====== Data ======

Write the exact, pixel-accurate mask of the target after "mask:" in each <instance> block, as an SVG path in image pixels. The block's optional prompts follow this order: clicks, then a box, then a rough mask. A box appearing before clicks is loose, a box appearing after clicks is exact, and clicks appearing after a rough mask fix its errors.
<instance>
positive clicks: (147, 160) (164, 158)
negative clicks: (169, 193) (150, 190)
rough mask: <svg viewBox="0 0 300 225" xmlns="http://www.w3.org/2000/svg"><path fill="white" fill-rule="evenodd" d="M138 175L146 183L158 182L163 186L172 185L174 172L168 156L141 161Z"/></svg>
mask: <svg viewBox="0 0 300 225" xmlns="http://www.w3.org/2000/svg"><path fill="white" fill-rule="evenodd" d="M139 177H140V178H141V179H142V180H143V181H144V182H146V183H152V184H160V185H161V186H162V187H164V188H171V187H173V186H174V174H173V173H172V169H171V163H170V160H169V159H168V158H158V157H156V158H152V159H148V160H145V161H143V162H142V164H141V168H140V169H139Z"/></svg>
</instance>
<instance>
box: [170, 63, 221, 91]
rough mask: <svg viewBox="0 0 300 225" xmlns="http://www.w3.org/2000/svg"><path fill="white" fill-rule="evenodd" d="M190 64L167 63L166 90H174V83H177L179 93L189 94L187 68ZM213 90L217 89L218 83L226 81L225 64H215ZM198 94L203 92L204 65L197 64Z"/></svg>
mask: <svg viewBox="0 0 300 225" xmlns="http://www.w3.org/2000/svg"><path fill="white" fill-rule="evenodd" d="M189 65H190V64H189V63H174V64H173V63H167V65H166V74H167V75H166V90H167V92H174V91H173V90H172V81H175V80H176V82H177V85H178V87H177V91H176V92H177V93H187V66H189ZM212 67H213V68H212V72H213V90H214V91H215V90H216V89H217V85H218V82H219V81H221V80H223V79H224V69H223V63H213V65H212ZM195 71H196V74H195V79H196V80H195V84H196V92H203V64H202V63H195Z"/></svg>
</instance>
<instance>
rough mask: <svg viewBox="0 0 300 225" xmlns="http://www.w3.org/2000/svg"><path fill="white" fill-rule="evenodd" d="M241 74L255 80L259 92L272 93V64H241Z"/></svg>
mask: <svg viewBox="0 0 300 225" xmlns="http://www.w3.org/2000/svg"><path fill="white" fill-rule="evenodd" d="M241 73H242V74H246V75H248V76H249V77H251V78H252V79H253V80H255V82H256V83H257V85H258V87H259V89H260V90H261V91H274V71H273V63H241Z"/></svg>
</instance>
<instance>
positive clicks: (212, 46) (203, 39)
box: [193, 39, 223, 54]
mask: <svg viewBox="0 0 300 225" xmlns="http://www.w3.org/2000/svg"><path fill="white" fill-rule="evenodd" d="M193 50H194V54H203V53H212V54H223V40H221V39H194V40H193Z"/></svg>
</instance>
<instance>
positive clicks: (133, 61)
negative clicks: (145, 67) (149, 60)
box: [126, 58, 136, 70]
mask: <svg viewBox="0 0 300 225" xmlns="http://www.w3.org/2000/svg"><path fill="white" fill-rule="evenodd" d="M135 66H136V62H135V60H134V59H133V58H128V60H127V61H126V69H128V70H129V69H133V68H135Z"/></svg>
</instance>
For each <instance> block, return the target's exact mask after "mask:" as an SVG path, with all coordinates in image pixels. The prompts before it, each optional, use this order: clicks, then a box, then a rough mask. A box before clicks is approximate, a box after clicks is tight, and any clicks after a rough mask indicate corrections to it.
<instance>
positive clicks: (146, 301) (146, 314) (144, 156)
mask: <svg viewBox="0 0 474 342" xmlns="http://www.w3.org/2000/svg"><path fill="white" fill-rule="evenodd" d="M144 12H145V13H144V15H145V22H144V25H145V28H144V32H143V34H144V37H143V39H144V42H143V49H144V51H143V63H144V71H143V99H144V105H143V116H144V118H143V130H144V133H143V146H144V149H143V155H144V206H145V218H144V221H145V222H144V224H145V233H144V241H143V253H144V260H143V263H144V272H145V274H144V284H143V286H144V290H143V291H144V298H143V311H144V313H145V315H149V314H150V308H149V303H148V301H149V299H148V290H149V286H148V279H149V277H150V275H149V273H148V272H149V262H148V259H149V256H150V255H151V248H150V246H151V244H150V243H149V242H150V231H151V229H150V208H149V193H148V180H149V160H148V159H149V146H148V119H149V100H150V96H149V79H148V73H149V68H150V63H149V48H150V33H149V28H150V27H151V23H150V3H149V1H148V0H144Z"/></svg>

======

What needs to be done. Reproduce all of the data above verbatim, keeping every line unchanged and in its original order.

Answer section.
Write the exact, pixel-accurate mask of the target after "mask:" in each <instance> block, as an SVG path in image pixels. The block's optional prompts follow this order: clicks, then a box, then a rough mask. A box appearing before clicks is loose, a box appearing after clicks is exact, and clicks appearing after a rough mask fix its errors.
<instance>
positive clicks: (147, 160) (164, 158)
negative clicks: (169, 193) (150, 190)
rough mask: <svg viewBox="0 0 300 225" xmlns="http://www.w3.org/2000/svg"><path fill="white" fill-rule="evenodd" d="M138 175L146 183L158 182L163 186L172 185L174 172L168 156L141 161Z"/></svg>
mask: <svg viewBox="0 0 300 225" xmlns="http://www.w3.org/2000/svg"><path fill="white" fill-rule="evenodd" d="M139 177H140V178H141V179H142V180H143V181H144V182H146V183H152V184H160V185H161V186H162V187H164V188H171V187H173V186H174V174H173V173H172V169H171V163H170V160H169V159H168V158H158V157H156V158H152V159H148V160H145V161H143V162H142V164H141V168H140V169H139Z"/></svg>
</instance>
<instance>
box: [170, 63, 221, 91]
rough mask: <svg viewBox="0 0 300 225" xmlns="http://www.w3.org/2000/svg"><path fill="white" fill-rule="evenodd" d="M190 64L167 63L166 90H174V83H177L179 93L189 94L187 68ZM213 90L217 89L218 83L226 81L225 64H215ZM198 94L203 92L204 65L197 64Z"/></svg>
mask: <svg viewBox="0 0 300 225" xmlns="http://www.w3.org/2000/svg"><path fill="white" fill-rule="evenodd" d="M189 65H190V64H189V63H174V64H173V63H167V65H166V74H167V75H166V90H167V92H174V91H173V90H172V81H175V80H176V82H177V85H178V87H177V91H176V92H177V93H187V66H189ZM212 67H213V68H212V72H213V90H214V91H215V90H216V89H217V85H218V82H219V81H221V80H223V79H224V69H223V63H213V65H212ZM195 71H196V74H195V79H196V80H195V84H196V92H203V64H202V63H195Z"/></svg>
</instance>
<instance>
rough mask: <svg viewBox="0 0 300 225" xmlns="http://www.w3.org/2000/svg"><path fill="white" fill-rule="evenodd" d="M241 74L255 80L259 92L272 93V64H241Z"/></svg>
mask: <svg viewBox="0 0 300 225" xmlns="http://www.w3.org/2000/svg"><path fill="white" fill-rule="evenodd" d="M241 73H242V74H246V75H248V76H249V77H251V78H252V79H253V80H255V82H256V83H257V85H258V87H259V89H260V90H261V91H274V71H273V63H241Z"/></svg>
</instance>
<instance>
positive clicks: (212, 46) (203, 39)
box: [193, 39, 223, 54]
mask: <svg viewBox="0 0 300 225" xmlns="http://www.w3.org/2000/svg"><path fill="white" fill-rule="evenodd" d="M193 50H194V54H203V53H212V54H223V40H221V39H194V40H193Z"/></svg>
</instance>
<instance>
positive clicks: (133, 61)
negative clicks: (145, 67) (149, 60)
box: [126, 58, 136, 70]
mask: <svg viewBox="0 0 300 225" xmlns="http://www.w3.org/2000/svg"><path fill="white" fill-rule="evenodd" d="M135 66H136V62H135V60H134V59H133V58H128V60H127V61H126V69H128V70H129V69H133V68H135Z"/></svg>
</instance>
For each <instance> block, return the target's exact mask after "mask:" as an SVG path, with all coordinates in image pixels. The prompts before it, each optional, use this order: clicks, then a box, then a rough mask. A box before clicks is approximate, a box after clicks is tight, and any clicks after a rough mask indicate corrections to it.
<instance>
positive clicks: (146, 301) (146, 314) (144, 156)
mask: <svg viewBox="0 0 474 342" xmlns="http://www.w3.org/2000/svg"><path fill="white" fill-rule="evenodd" d="M144 12H145V13H144V15H145V22H144V25H145V28H144V32H143V34H144V37H143V39H144V42H143V49H144V51H143V63H144V71H143V99H144V105H143V116H144V118H143V130H144V133H143V146H144V149H143V155H144V206H145V218H144V221H145V222H144V224H145V233H144V241H143V253H144V260H143V263H144V272H145V274H144V284H143V286H144V290H143V291H144V298H143V311H144V313H145V315H149V314H150V308H149V303H148V301H149V299H148V290H149V286H148V279H149V277H150V275H149V273H148V272H149V262H148V259H149V256H150V255H151V248H150V246H151V244H150V243H149V242H150V231H151V229H150V208H149V193H148V180H149V160H148V159H149V146H148V119H149V100H150V96H149V79H148V73H149V68H150V63H149V48H150V33H149V28H150V27H151V23H150V3H149V1H148V0H144Z"/></svg>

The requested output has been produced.